• **ИСХОДНЫЙ ТЕКСТ**
+ + + +

Плужник — реалист врожденный. Редкостное явление. Жестокая эпоха запечатлелась жестокими деталями в его творчестве. В этой «документальности» — загадка его поэзии, тайна и «неотменимость». Поэт-интеллектуал с высоко напряженным станом души и в то же время — самый земной. Совершенство простоты — вот главное достоинство его стихов.

Мыслитель, поэт, прозаик, драматург, Плужник принадлежит к писателям, которых не просто читают, а и перечитывают неоднократно».

Участники литературного вечера отметили достоинства книги. Настоящая поэзия по-настоящему звучит на родном языке. Как кровный русскому, украинский язык доступен для понимания. «Хорошо, что часть стихов печатается на украинском и в переводах. Причем, не в единичном, а в параллельных переложениях. Ведь всякий перевод, по сути, есть «своя новая песня» на стихи автора — Евгена Плужника». «Переводы достойны похвалы». «Честно сказана горькая правда о трагической судьбе поэта. Высвечены обстоятельнее воронежские годы в его биографии». «С хорошим художественным вкусом подобраны цветные снимки на обложке. Спелое пшеничное поле, цветущий подсолнух, колючие шары синеголовника на родной Слобожанщине и стародавний Соловецкий кремль на студеной земле вынесены напоказ не просто для красы. Это светлые и мрачные символы судьбы поэта». «Издание книги — большое событие в литературной, культурной жизни Украины и России».

На русском и украинском языках под высокими сводами зала звучали стихи Плужника. Проникновенно их читал заслуженный артист Украины Борис Лобода.

Почетными грамотами Президиума Украинского Фонда культуры награждены составитель книги Евгена Плужника «Родюча земля» Петр Чалый и депутат Воронежской областной Думы Василий Остроушко, при поддержке которого сборник вышел в свет.

Книга издана хоть и небольшим тиражом, в тысячу экземпляров, но она прописалась на полках сельских и школьных библиотек Слобожанщины — на юге Воронежской, в районах Белгородской, Ростовской и Луганской областей. Есть она в библиотеках Воронежа, Москвы, Петербурга, Ростова, Краснодара. Попала в заинтересованные руки в Италии, США, Чехии, Швейцарии. Читают Плужника теперь и в Киеве.

 

* * *

 

В Кантемировке в сентябре 2008 года прошла читательская конференция «Певец и гордость двух литератур». Посвящена она была жизни и творчеству нашего земляка, классика украинской литературы Евгена Плужника, 110-летию со дня его рождения.

В местной районной библиотеке встретились любящие слово и книгу гости из Луганской области Украины, из окрестных районов нашего края — Богучарского, Калачеевского, Кантемировского, Подгоренского, Ольховатского, Россошанского, из Воронежа.

Ведущая конференцию директор библиотеки Ольга Шалагина напомнила, что Евген Плужник является одним из крупнейших, так утверждается в литературных энциклопедиях, украинских поэтов XX столетия. Родившийся у веков на грани, сын воронежской «селянской» слободы не забывал свою малую родину. И — первые публикации своих стихов в украинских журналах он подписывал именем-псевдонимом Кантемирянин.

+ + + +

• **ПРЕДОСТАВЛЕННЫЕ СВЕДЕНИЯ**
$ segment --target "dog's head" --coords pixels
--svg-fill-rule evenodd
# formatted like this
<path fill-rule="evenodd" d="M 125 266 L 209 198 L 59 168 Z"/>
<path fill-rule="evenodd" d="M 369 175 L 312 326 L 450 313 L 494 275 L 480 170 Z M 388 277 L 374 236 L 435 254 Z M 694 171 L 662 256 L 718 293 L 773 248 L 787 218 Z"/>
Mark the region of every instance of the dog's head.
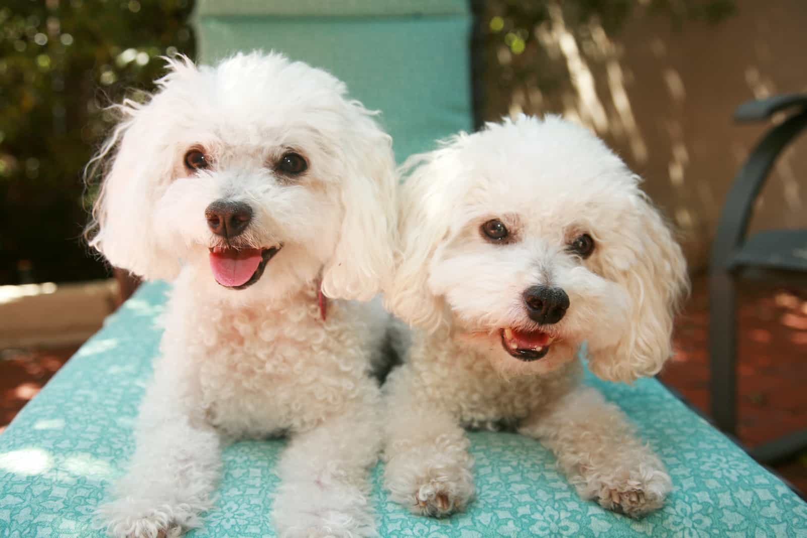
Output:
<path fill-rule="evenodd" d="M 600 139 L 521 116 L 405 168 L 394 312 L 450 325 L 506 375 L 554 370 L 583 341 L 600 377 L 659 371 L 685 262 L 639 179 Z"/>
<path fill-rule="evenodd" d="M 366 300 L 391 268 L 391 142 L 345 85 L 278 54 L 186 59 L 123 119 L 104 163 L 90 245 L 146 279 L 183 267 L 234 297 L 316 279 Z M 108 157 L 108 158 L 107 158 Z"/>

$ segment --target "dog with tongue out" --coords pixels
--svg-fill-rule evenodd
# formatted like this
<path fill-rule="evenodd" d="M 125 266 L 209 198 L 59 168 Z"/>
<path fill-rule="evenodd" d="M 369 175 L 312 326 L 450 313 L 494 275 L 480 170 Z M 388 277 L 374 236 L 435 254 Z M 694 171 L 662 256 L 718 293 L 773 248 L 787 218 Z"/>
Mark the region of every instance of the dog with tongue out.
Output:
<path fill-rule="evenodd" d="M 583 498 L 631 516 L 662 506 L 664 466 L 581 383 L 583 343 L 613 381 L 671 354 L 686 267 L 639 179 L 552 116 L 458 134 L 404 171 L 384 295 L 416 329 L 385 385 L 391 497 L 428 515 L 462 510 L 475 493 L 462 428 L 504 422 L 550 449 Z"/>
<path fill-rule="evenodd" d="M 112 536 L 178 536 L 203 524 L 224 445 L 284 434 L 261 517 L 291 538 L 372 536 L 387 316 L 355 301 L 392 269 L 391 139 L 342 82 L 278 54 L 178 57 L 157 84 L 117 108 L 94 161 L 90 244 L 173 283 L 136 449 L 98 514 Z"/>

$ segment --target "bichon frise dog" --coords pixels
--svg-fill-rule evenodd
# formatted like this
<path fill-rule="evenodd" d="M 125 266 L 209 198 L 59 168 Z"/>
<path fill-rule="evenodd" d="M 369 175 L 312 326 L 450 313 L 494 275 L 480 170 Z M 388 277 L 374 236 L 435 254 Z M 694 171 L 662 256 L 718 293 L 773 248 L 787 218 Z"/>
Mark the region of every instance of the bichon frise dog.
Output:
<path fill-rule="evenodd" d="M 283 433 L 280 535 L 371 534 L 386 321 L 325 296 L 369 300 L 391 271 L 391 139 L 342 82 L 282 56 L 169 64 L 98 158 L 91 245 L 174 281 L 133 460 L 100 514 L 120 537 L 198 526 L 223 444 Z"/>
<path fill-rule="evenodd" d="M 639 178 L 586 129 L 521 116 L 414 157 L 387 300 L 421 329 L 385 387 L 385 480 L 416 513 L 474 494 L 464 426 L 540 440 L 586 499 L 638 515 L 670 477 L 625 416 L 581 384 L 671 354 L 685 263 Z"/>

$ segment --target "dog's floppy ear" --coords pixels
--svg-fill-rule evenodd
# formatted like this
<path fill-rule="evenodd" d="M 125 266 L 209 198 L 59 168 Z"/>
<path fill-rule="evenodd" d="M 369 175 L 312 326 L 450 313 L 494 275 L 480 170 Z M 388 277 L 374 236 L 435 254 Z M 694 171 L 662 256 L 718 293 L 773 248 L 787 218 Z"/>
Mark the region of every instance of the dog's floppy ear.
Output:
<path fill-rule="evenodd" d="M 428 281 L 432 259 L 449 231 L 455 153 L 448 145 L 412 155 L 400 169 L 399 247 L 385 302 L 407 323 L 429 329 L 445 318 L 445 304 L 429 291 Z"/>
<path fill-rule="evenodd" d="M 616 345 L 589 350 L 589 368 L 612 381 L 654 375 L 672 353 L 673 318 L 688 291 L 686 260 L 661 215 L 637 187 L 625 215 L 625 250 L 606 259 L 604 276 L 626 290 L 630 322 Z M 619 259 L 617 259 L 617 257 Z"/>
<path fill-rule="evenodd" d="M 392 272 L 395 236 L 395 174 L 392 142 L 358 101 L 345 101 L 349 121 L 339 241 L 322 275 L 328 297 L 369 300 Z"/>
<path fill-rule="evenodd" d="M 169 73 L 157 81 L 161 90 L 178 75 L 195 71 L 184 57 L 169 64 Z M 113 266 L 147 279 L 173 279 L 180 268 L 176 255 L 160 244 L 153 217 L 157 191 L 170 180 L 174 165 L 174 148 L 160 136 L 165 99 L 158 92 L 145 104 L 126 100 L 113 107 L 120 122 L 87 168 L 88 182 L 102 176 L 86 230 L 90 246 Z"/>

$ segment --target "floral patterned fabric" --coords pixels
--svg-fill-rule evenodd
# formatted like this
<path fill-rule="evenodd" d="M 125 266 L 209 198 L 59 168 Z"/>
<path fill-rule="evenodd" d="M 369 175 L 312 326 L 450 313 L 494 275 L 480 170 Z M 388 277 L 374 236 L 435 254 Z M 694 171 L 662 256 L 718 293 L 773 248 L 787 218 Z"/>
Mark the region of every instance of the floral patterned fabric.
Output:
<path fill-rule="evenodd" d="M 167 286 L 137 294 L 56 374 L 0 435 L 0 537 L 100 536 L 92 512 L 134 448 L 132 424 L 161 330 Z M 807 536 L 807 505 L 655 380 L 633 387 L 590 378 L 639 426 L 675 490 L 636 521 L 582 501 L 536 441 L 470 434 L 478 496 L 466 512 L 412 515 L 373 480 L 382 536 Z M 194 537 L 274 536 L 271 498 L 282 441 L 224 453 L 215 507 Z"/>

+ + + +

• **ПОСТАВЛЕННАЯ ЗАДАЧА**
Продолжите текст о поэте Евгене Плужнике, начав сразу после его последнего предложения.

• **ОТВЕТ НА ЗАДАЧУ**
С книжной выставки собравшимся представили издания Плужника последних десятилетий. Прежде всего — своеобразный киевский двухтомник, любовно подготовленный к печати Леонидом Череватенко. В сборнике, выпущенном в серии «Библиотека поэта», собраны лирика и поэмы. В книгу «Заговор в Киеве» вошли пьесы и роман «Недуг». В Москве поэтическое наследие частично обнародовано в антологии из украинской поэзии 20-30-х годов минувшего столетия «Ой, упало солнце». Есть воронежские книги.

И все же, все же, все же…

Надо признать: как в России, так и в Украине, широкому читателю настоящая литература, к которой полностью принадлежит наследие и нашего земляка, неизвестна потому, что недоступна. Под прикрытием «рыночной крыши» книжное море расчетливо залито бездумным чтивом, которое нравственно и духовно разлагает наши души, приучает «потреблять», но — не мыслить.

Преодолевать «тьму» можно и нужно. Опорой нам в этом мировая и национальная литература, культура. Что и подтвердила словами поэта гостья, библиотекарь из украинской Марковки Галина Озерная:

Але ж пливуть,

                           минають лiта…

Час i горами двига.

…I cум не такий,

                              i радiсть не та…

I тiльки незмiнна книга!

Правдивость, простота и краткость — сестры его лирического дара. Боль братоубийственной войны смог выразить в стихах так, как в прозе Михаил Шолохов. То было не только воспоминание о пережитом, скорее всего — предчувствие и предостережение, обращение к миру человеческому: не забывайте прошлое, чтобы вновь и вновь не наступать на те же окровавленные грабли!

На встрече в Кантемировке читали стихи Евгена Плужника на украинском, в переводах — на русском языках.

Участники читательской конференции еще и еще раз убедились и утвердились, что и для нас, «потомков непредвзятых», стихи великого поэта важны исторической правдивостью «картины» жестокой эпохи. Главное — они и сегодня, сейчас противостоят разъединению духовного союза славян, вселяют веру и надежду в солнечное завтра.

 

* * *

 

Знают теперь о Плужнике и на его «малой родине», в России.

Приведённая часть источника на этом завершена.